Kana Yamazaki (Senior Associate) brings in Caddi, a Japanese client, and owns the relationship. As Caddi starts hiring English-only engineers, Kana introduces Akio Namioka (Senior Consultant), who specializes in English-speaking tech candidates. Akio becomes a secondary client owner and pays Kana a 25% referral fee on the first English-only placement.

Each recruiter works in their language strength. The client gets bilingual + English-only coverage seamlessly.

What this means for clients

Three concrete things clients get from this model that they don't in firms with client-only or candidate-only ownership:

  1. Wider candidate shortlists. Every SST consultant is incentivized to share candidates across searches. You see candidates sourced by every consultant who might have touched them — not just the one assigned to your account.
  2. Specialist depth where it matters. The consultant with the strongest network for your specific role works on your search, even if a different consultant owns the account relationship. Language, function, and industry alignment happen automatically.
  3. No stale ownership blocking good candidates. The 90-day rule means idle ownership releases. A candidate who'd be perfect for your role doesn't sit locked to a consultant who stopped engaging them nine months ago.

Key takeaways

  • Ownership models inside your search firm directly affect the candidate depth and quality clients actually see
  • Client-only ownership works in the US and EU but burns relationships in Japan's scarce, trust-fragile market
  • Candidate-only ownership creates hoarding and stale ownership
  • The hybrid model — client and candidate both owned, potentially by different recruiters — optimizes for outcomes when paired with explicit rules
  • The rules that matter: meaningful engagement defines activity, 90-day ownership expiration, 50/50 baseline fee splits, outcome-first conflict resolution

FAQ

Why should a client care how recruiters split fees internally?

Because the internal split shapes recruiter behavior — which determines the quality and breadth of candidates you actually see. Firms that don't publish their model have usually never thought about it. That's a signal.

» TASKS TO COMPLETE:
A) Revise the recruiting-ownership passage from "1. Wider candidate" up to and including "to your account.", changing "shortlists" to "slates".
B) According to the recruiting-ownership passage, why should a client care how recruiters split fees internally?

» PROVIDED INFORMATION:
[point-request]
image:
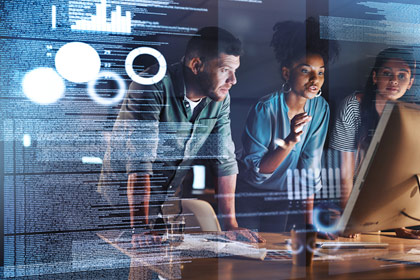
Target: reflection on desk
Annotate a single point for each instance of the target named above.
(168, 262)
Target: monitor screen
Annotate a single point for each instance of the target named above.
(386, 191)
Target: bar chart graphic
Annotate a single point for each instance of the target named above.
(99, 22)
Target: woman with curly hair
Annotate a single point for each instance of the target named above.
(285, 131)
(390, 78)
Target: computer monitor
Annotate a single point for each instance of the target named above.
(386, 194)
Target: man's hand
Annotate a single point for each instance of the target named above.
(407, 233)
(142, 240)
(243, 234)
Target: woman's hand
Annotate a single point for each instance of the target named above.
(296, 127)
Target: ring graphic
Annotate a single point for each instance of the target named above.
(141, 80)
(107, 101)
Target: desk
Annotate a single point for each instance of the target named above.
(356, 263)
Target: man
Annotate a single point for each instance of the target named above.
(169, 124)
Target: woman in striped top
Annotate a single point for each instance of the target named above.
(358, 116)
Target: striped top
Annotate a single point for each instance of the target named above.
(346, 128)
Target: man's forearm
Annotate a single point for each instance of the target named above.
(226, 186)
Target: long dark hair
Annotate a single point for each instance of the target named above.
(369, 115)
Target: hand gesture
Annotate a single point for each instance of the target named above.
(296, 127)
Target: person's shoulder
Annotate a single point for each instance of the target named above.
(353, 99)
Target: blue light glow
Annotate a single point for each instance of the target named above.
(141, 80)
(26, 140)
(43, 85)
(107, 101)
(77, 62)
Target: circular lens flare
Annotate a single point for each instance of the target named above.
(77, 62)
(43, 86)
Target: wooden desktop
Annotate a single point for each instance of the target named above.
(354, 263)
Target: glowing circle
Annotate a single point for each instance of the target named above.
(318, 216)
(107, 101)
(141, 80)
(43, 85)
(77, 62)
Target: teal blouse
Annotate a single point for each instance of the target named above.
(268, 121)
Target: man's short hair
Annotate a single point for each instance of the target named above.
(209, 42)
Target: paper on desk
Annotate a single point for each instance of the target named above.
(220, 246)
(411, 257)
(414, 251)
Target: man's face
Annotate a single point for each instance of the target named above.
(217, 76)
(393, 79)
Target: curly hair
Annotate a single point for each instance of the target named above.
(292, 40)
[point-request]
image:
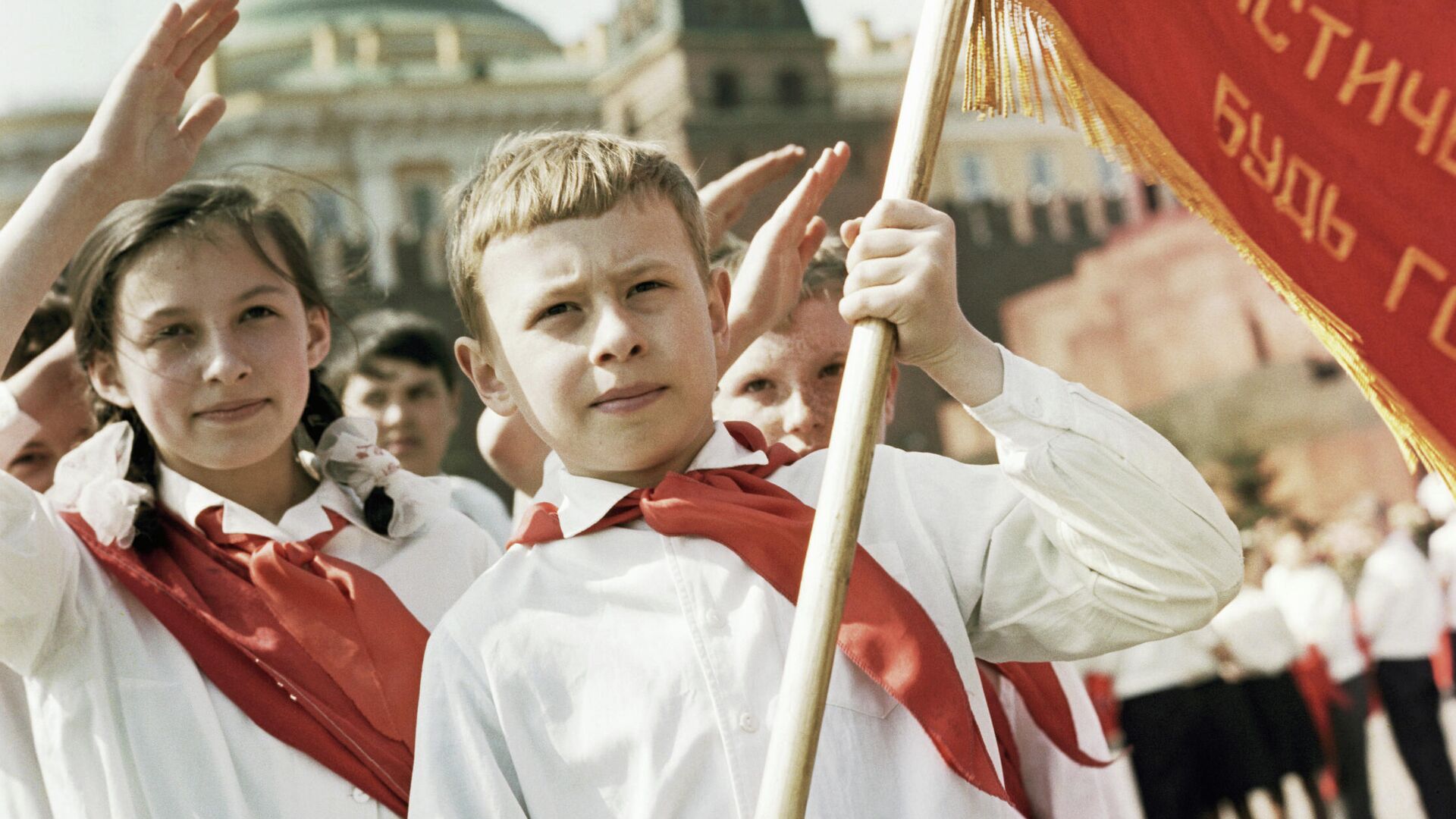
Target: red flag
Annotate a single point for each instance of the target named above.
(1318, 136)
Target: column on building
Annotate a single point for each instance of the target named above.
(381, 200)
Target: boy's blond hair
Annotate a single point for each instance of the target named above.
(539, 178)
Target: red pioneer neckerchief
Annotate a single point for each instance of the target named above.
(884, 630)
(318, 651)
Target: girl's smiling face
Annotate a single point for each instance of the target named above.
(213, 349)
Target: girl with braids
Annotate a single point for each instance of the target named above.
(221, 605)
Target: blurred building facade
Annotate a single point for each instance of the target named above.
(384, 104)
(1168, 321)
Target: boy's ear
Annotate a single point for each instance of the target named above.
(107, 382)
(720, 287)
(319, 335)
(478, 368)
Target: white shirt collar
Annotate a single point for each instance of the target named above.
(188, 499)
(582, 502)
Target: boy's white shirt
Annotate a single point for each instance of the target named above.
(1056, 784)
(22, 792)
(476, 502)
(17, 428)
(1320, 613)
(629, 673)
(1400, 601)
(126, 725)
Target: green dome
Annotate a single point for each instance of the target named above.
(287, 14)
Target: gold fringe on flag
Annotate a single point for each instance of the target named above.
(1021, 53)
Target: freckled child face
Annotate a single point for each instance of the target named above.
(604, 337)
(213, 349)
(786, 382)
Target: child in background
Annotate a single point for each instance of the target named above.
(1318, 610)
(42, 403)
(31, 452)
(1260, 651)
(400, 375)
(786, 385)
(1401, 611)
(220, 607)
(628, 664)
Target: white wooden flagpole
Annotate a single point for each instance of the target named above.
(785, 789)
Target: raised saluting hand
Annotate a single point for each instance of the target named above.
(134, 146)
(767, 284)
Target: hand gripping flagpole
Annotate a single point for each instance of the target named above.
(830, 556)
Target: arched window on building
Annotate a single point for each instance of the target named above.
(422, 207)
(1043, 175)
(726, 89)
(791, 88)
(974, 180)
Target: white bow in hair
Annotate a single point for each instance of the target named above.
(92, 480)
(350, 455)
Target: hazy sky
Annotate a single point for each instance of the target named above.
(63, 52)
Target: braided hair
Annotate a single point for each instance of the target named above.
(193, 212)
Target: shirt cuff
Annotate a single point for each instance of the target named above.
(17, 428)
(1033, 407)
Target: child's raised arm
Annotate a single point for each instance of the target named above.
(727, 197)
(133, 149)
(772, 273)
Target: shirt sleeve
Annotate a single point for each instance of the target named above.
(463, 768)
(17, 428)
(38, 567)
(1095, 535)
(1373, 598)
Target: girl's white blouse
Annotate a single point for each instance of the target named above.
(126, 725)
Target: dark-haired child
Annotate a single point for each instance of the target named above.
(221, 604)
(402, 375)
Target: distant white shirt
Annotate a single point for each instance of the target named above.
(1400, 601)
(1161, 665)
(22, 793)
(1256, 632)
(1056, 784)
(476, 502)
(1436, 497)
(1320, 613)
(1443, 563)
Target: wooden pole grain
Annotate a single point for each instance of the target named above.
(785, 790)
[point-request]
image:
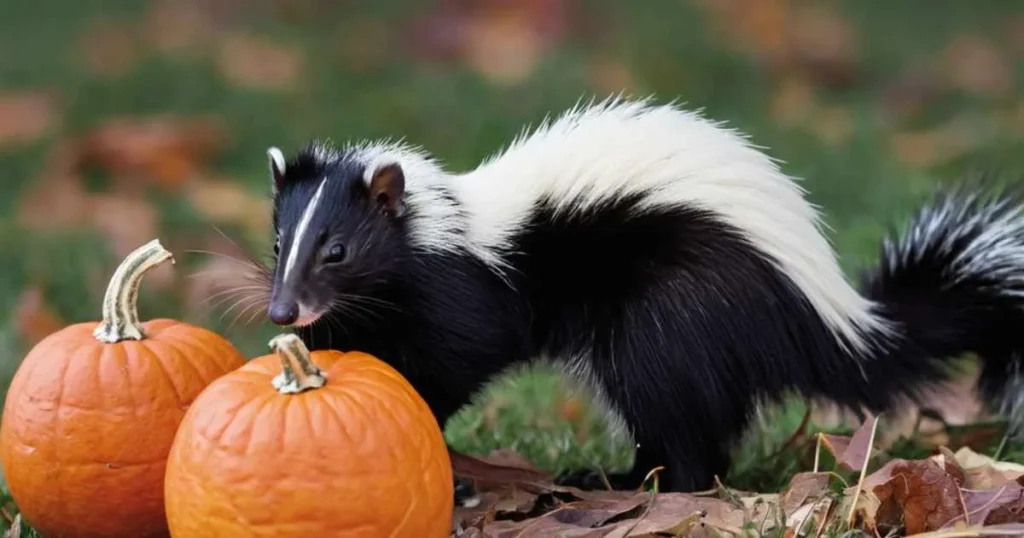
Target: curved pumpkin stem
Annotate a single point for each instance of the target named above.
(298, 372)
(121, 301)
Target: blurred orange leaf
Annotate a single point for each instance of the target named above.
(27, 116)
(791, 37)
(257, 63)
(57, 187)
(176, 27)
(34, 319)
(975, 64)
(227, 201)
(165, 150)
(108, 47)
(127, 222)
(503, 41)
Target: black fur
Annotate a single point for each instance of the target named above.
(682, 324)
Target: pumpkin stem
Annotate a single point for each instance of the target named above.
(298, 372)
(121, 301)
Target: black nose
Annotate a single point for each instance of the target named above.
(284, 313)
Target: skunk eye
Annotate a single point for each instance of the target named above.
(335, 254)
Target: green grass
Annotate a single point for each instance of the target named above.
(669, 49)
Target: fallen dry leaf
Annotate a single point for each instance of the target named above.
(919, 496)
(995, 505)
(257, 63)
(34, 319)
(982, 472)
(804, 487)
(27, 116)
(851, 452)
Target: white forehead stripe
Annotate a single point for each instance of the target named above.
(278, 159)
(300, 229)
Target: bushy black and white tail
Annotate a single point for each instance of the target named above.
(953, 284)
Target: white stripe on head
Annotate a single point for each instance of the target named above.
(300, 229)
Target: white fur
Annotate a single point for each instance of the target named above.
(996, 253)
(615, 148)
(300, 229)
(276, 161)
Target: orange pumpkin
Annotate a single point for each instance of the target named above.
(92, 410)
(297, 444)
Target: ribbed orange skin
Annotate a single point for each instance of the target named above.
(87, 425)
(361, 456)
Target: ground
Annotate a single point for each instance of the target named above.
(151, 119)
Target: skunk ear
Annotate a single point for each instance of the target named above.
(276, 164)
(387, 188)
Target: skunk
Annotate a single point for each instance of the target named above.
(657, 256)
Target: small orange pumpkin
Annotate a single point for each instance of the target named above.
(92, 410)
(297, 444)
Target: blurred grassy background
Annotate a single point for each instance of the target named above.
(122, 121)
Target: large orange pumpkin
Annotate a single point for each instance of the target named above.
(296, 444)
(92, 410)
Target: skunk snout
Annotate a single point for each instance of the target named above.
(284, 312)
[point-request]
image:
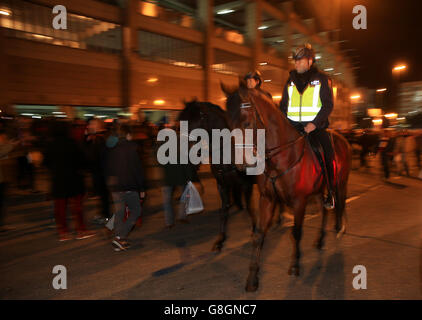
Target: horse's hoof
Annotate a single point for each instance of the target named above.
(319, 245)
(252, 285)
(217, 247)
(340, 233)
(294, 270)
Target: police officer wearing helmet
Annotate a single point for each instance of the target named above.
(254, 81)
(307, 102)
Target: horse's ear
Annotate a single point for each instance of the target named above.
(225, 89)
(242, 83)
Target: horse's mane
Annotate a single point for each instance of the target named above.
(217, 117)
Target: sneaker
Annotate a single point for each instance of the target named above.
(108, 234)
(85, 235)
(329, 202)
(65, 237)
(100, 220)
(120, 244)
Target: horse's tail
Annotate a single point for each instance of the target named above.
(343, 165)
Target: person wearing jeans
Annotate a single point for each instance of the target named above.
(125, 179)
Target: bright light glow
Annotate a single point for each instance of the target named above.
(40, 36)
(5, 12)
(391, 115)
(225, 11)
(374, 112)
(159, 102)
(398, 68)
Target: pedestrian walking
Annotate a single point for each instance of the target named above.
(95, 149)
(386, 150)
(125, 178)
(65, 161)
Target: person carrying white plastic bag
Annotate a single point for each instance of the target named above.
(191, 199)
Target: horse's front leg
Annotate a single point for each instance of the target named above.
(224, 213)
(248, 189)
(266, 205)
(319, 244)
(299, 206)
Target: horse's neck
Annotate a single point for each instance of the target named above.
(278, 129)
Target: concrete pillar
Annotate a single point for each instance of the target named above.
(4, 92)
(129, 46)
(253, 34)
(206, 25)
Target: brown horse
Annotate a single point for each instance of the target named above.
(292, 171)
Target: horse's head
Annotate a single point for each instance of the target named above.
(193, 114)
(241, 107)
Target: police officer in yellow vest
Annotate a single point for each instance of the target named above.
(307, 102)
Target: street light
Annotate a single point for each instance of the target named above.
(399, 68)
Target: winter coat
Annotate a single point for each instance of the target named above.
(124, 170)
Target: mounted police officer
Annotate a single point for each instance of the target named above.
(307, 102)
(254, 81)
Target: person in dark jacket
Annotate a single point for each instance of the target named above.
(176, 176)
(307, 102)
(95, 148)
(125, 179)
(65, 161)
(386, 148)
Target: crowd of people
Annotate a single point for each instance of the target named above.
(111, 156)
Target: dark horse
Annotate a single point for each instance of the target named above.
(230, 181)
(292, 171)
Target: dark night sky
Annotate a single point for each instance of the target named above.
(393, 35)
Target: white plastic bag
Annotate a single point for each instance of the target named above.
(191, 199)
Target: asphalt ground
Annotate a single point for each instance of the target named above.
(383, 235)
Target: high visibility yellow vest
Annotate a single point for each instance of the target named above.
(304, 107)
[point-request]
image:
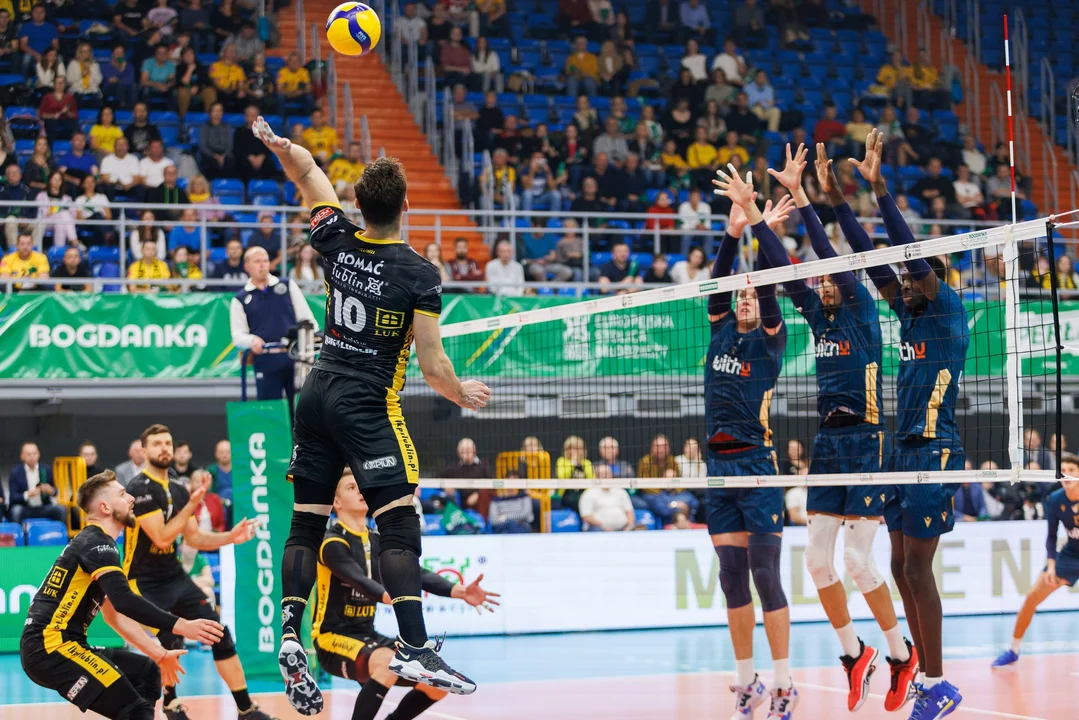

» TASK-BY-TASK RESULTS:
A)
1. Wider candidate slates. Every SST consultant is incentivized to share candidates across searches. You see candidates sourced by every consultant who might have touched them — not just the one assigned to your account.

B) The internal split shapes how recruiters behave. That behavior determines the quality and breadth of the candidates the client actually sees.